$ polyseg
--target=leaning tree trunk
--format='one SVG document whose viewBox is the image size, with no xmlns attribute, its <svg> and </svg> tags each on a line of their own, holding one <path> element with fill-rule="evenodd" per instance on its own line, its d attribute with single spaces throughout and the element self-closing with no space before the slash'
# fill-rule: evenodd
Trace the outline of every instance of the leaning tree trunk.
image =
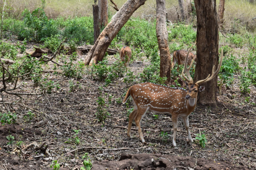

__________

Output the lines of the records above as a JSON list of strings, one string per line and no strings for blank lines. Omit the pictures from the output.

Output below ::
[
  "$ polyseg",
  "--target=leaning tree trunk",
  "--format='one SVG document whose viewBox is the image size, with no xmlns attribute, its <svg> and </svg> tags each on a line of their own, holding one <path> element with fill-rule=\"evenodd\" per instance on its own line, its d attribute with single spaces throughout and the element self-closing with no space before the slash'",
  "# fill-rule: evenodd",
  "Trace the outline of every instance of the leaning tree trunk.",
  "image ="
]